Qué se pide:
1. Responde con datos del fragmento sobre Juan Duarte:
(a) ¿En qué fecha muere Juan Carlos Etchepare?
(b) ¿Qué dos actrices interpretan a Elina Colomer y Fanny Navarro?
(c) ¿En qué se convierte el film después de la muerte de Evita?
2. Indica si cada afirmación coincide con el fragmento sobre Juan Duarte. Cita las palabras que lo deciden.
(a) Juan Carlos Etchepare muere a los 29 años.
(b) Fanny Navarro acepta a Juancito como un chico.
(c) Adrián Navarro interpreta a Juan Duarte en el film.

━━━ Fragmento propuesto

Hay una fecha interesante. En la primera página de Boquitas pintadas de Manuel Puig, muere de tuberculosis Juan Carlos Etchepare. Es el 18 de abril de 1947. Juan Carlos era el galán pueblerino, de quienes todos dirían: “No deja títere con cabeza”. Pero se muere a los 29 años, en la alborada de la Fiesta. Donde termina su historia empieza la de Juancito, que lo sobrevivirá unos cinco años. Si Juancito se hubiera quedado en Junín habría sido Juan Carlos Etchepare. Pero de la mano de Evita llega a las luces del centro, del glamour y del poder. Es el típico viaje de la periferia al centro, al corazón del peligro. En el film, como a Etchepare, a Juan Duarte (Adrián Navarro) se lo disputan entre varias mujeres. Inés Estévez y Leticia Brédice interpretan a las dos más famosas en la historiade Juancito: Elina Colomer y Fanny Navarro. Hubo muchas más, pero ellas dos parecieron encarnar otra de las antinomias de una época signada por la polarización absoluta. Navarro lo quería militante, Varón con mayúsculas, una Evita Macho. La Colomer lo acepta como lo que es: un chico. Cuando Evita muere, Juancito llora a los gritos, destruido. Ahí estará ella para consolarlo. Cuando queda acorralado después de que Perón le suelta la mano, ella le ofrece escapar del país. Si la primera parte del film es casi una comedia de época, después de la muerte de Evita muta al melodrama. Otra vez los 50, enfermedad y fatalidad: Juan Duarte bien lejos del paraíso.

━━━━━━
━━━ Datos proporcionados

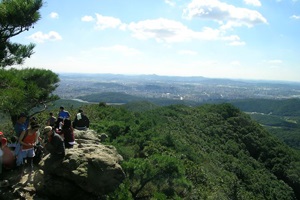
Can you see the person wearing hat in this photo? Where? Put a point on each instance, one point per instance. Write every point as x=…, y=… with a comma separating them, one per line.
x=20, y=127
x=8, y=157
x=63, y=113
x=28, y=140
x=81, y=121
x=55, y=144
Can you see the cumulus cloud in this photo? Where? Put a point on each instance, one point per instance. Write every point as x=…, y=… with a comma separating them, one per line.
x=252, y=2
x=273, y=62
x=121, y=49
x=87, y=19
x=170, y=2
x=165, y=30
x=297, y=17
x=40, y=37
x=104, y=22
x=54, y=15
x=223, y=13
x=187, y=52
x=235, y=63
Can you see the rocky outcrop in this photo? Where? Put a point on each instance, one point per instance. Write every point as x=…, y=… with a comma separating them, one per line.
x=90, y=170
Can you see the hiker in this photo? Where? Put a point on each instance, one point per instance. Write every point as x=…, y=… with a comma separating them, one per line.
x=63, y=113
x=81, y=121
x=55, y=144
x=20, y=127
x=58, y=125
x=68, y=134
x=8, y=157
x=51, y=121
x=28, y=140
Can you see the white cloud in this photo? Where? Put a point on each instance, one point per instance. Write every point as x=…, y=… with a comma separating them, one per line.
x=235, y=63
x=297, y=17
x=87, y=19
x=170, y=2
x=40, y=37
x=275, y=62
x=253, y=2
x=187, y=52
x=54, y=15
x=170, y=31
x=123, y=50
x=104, y=22
x=222, y=13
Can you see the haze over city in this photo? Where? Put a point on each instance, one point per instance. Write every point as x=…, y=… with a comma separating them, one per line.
x=245, y=39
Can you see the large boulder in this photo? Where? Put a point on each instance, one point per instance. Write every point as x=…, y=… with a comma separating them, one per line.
x=89, y=170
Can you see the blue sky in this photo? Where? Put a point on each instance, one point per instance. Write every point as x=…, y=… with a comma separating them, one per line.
x=244, y=39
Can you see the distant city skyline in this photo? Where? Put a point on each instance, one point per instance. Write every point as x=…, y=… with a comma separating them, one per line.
x=245, y=39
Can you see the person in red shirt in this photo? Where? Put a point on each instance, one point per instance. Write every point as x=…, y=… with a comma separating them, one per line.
x=28, y=140
x=8, y=157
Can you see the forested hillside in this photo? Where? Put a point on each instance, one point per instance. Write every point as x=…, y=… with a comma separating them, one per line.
x=280, y=117
x=205, y=152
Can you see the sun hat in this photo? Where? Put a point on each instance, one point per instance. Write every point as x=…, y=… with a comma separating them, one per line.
x=47, y=129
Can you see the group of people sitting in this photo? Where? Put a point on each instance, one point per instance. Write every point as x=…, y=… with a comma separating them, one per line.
x=58, y=134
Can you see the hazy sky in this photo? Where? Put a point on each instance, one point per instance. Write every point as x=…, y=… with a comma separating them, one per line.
x=248, y=39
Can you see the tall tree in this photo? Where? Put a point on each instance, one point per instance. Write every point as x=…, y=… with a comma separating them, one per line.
x=16, y=16
x=23, y=90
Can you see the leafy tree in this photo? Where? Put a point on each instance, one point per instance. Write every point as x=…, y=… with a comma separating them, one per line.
x=16, y=16
x=160, y=173
x=23, y=90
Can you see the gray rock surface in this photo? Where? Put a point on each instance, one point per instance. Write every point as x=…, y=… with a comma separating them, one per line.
x=90, y=170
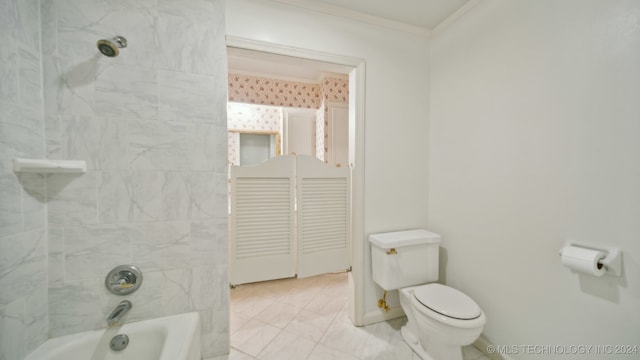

━━━━━━

Respuestas por tarea:
1.
(a) El 18 de abril de 1947.
(b) Inés Estévez y Leticia Brédice.
(c) En un melodrama.

2.
(a) Sí: "Pero se muere a los 29 años".
(b) No: "Navarro lo quería militante, Varón con mayúsculas, una Evita Macho. La Colomer lo acepta como lo que es: un chico."
(c) Sí: "a Juan Duarte (Adrián Navarro)".